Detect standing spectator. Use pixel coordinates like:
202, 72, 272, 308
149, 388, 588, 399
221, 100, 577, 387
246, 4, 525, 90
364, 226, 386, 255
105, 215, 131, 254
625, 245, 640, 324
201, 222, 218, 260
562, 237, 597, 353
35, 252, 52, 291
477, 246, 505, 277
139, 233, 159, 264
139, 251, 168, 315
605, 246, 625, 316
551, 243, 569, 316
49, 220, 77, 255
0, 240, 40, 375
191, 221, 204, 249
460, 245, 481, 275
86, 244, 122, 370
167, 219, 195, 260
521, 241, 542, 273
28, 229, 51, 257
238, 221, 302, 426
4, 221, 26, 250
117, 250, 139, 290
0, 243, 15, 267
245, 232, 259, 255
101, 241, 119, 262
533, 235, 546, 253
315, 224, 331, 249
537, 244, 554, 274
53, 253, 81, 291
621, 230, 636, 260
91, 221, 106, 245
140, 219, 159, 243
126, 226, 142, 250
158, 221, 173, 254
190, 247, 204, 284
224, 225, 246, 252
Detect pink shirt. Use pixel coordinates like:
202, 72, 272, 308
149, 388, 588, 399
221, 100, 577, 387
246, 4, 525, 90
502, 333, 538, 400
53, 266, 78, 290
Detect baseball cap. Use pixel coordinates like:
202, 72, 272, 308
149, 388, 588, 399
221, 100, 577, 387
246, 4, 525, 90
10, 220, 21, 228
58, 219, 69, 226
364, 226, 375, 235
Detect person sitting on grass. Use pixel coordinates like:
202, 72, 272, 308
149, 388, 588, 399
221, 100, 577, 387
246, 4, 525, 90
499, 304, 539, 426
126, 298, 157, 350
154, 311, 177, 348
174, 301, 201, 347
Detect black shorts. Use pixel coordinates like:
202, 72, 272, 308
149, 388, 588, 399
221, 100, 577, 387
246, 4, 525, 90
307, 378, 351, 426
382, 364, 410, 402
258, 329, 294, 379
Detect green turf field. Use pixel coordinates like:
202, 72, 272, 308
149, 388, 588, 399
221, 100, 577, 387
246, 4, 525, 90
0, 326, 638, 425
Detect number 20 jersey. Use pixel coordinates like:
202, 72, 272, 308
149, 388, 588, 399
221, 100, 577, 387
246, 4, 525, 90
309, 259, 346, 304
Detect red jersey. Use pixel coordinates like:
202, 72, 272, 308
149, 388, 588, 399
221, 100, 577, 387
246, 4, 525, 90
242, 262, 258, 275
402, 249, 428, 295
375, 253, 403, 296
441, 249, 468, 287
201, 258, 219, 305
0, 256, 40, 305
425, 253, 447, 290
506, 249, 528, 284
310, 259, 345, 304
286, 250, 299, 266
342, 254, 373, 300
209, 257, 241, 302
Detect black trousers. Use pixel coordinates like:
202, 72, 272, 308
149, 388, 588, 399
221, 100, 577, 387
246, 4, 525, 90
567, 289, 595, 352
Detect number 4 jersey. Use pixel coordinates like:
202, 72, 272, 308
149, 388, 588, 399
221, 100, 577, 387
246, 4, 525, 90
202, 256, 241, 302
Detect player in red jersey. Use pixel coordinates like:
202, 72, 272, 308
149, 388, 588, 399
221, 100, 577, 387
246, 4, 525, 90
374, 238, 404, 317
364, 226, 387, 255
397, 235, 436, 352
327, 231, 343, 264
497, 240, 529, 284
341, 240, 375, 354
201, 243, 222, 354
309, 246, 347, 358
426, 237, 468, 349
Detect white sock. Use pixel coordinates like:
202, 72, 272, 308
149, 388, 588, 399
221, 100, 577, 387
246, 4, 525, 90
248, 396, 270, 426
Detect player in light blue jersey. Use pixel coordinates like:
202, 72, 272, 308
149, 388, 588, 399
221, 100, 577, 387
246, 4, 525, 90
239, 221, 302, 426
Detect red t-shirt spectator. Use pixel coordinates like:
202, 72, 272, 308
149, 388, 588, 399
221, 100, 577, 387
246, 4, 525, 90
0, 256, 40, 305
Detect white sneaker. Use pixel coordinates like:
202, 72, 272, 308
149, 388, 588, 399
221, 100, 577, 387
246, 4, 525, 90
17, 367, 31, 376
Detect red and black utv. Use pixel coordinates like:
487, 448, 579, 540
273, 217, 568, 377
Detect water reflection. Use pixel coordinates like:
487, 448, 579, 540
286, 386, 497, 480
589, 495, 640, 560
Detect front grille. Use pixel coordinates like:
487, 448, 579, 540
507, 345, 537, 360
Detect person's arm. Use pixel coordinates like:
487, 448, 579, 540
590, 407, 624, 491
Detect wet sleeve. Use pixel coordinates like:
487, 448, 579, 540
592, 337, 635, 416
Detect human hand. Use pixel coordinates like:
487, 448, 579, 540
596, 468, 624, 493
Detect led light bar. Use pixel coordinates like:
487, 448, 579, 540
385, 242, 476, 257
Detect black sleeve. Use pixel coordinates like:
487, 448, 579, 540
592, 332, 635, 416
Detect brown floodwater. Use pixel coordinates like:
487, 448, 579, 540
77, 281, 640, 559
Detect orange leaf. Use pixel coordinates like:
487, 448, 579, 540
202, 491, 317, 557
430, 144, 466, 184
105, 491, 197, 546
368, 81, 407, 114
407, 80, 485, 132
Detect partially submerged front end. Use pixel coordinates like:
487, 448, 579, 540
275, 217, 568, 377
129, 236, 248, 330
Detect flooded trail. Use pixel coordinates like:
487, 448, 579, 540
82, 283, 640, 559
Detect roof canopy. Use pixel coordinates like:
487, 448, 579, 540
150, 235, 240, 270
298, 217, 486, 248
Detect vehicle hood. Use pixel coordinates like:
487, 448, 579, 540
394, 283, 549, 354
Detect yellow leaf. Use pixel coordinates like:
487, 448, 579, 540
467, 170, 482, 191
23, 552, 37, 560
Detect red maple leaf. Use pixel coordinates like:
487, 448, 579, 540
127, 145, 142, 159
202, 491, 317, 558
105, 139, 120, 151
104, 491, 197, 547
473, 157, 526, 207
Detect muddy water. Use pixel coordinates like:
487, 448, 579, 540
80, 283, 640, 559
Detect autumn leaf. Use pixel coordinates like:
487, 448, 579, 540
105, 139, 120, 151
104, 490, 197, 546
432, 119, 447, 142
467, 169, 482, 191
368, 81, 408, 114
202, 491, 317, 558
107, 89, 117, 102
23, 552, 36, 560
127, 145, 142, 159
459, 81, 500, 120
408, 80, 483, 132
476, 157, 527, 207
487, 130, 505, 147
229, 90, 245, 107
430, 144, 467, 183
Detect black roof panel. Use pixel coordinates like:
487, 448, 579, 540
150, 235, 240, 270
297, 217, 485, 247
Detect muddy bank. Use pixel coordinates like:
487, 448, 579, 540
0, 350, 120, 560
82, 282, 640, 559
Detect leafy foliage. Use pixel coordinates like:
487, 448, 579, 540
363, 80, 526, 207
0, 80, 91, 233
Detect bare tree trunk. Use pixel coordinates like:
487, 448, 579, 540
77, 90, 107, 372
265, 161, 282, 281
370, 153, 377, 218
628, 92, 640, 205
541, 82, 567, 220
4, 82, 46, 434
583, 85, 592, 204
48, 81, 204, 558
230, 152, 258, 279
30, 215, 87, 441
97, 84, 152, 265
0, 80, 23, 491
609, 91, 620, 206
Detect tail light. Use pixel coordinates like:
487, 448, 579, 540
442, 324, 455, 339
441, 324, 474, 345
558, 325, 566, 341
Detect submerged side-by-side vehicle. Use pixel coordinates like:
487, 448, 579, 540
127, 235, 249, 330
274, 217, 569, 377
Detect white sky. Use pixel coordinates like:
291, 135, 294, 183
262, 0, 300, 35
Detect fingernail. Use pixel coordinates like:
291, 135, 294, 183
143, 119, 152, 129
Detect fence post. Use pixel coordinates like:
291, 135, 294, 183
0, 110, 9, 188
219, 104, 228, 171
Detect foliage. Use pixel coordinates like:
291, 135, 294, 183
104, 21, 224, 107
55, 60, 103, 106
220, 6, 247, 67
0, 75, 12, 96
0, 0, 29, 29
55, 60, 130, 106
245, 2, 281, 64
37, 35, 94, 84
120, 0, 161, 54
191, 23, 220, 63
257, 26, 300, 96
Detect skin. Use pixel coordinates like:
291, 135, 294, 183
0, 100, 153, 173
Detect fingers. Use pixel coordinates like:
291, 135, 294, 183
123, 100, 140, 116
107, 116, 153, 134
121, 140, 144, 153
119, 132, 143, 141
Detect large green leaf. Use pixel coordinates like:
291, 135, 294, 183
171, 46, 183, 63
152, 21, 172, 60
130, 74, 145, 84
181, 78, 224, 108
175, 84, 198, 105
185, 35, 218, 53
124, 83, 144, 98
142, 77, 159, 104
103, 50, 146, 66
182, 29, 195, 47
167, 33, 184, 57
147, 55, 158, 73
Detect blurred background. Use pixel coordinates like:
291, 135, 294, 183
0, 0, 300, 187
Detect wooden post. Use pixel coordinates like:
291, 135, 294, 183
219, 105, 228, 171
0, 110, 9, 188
++++++++
TO DO: Output each line of the listing above that has "muddy".

TASK ANSWER:
Detect muddy water. Use pixel coordinates like:
Detect muddy bank. Use pixel coordinates like:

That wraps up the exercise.